EXERCISE AIM ▸ Copy every line of the records below word for word, but leave the pictures out of your answer.

MATERIAL SUPPLIED ▸
━━━━━━

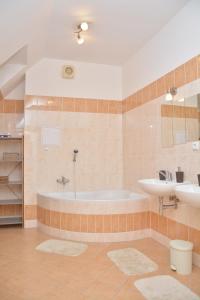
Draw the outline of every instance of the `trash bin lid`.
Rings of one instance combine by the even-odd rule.
[[[190,251],[193,249],[193,243],[183,240],[172,240],[170,241],[170,247],[181,251]]]

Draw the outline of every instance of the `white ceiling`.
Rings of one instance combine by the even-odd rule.
[[[30,64],[46,56],[120,65],[189,0],[0,1],[0,64],[28,44]],[[86,20],[84,45],[73,31]]]

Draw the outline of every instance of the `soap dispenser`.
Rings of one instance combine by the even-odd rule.
[[[178,171],[176,172],[176,182],[183,182],[184,180],[184,172],[181,171],[181,167],[178,167]]]

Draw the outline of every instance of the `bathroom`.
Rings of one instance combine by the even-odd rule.
[[[0,299],[200,299],[200,1],[0,8]]]

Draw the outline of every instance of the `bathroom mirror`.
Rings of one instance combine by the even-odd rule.
[[[185,99],[186,140],[200,140],[200,94]]]
[[[162,147],[200,139],[200,94],[161,104]]]

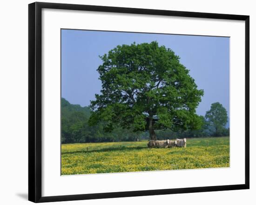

━━━━━━

EXERCISE RESPONSE ▸
Draw the outline of every instance of the `trash bin lid`.
Rings of one instance combine by the even-odd rule.
[[[190,251],[193,249],[193,243],[183,240],[172,240],[170,241],[170,247],[181,251]]]

Draw the outline of every instance of the `white ceiling`.
Rings of one instance combine by the even-odd rule.
[[[30,64],[46,56],[120,65],[189,0],[0,1],[0,64],[28,44]],[[86,20],[84,45],[73,31]]]

Draw the outline of every instance of the `soap dispenser`.
Rings of one instance combine by the even-odd rule.
[[[178,171],[176,172],[176,182],[183,182],[184,180],[184,172],[181,171],[181,167],[178,167]]]

Draw the outline of every instance of the `bathroom`.
Rings of one instance combine by the even-odd rule.
[[[0,299],[200,299],[200,1],[0,8]]]

Draw the outline of every instance of the `bathroom mirror`.
Rings of one instance combine by the even-odd rule.
[[[185,99],[186,140],[200,140],[200,94]]]
[[[162,147],[200,139],[200,94],[161,104]]]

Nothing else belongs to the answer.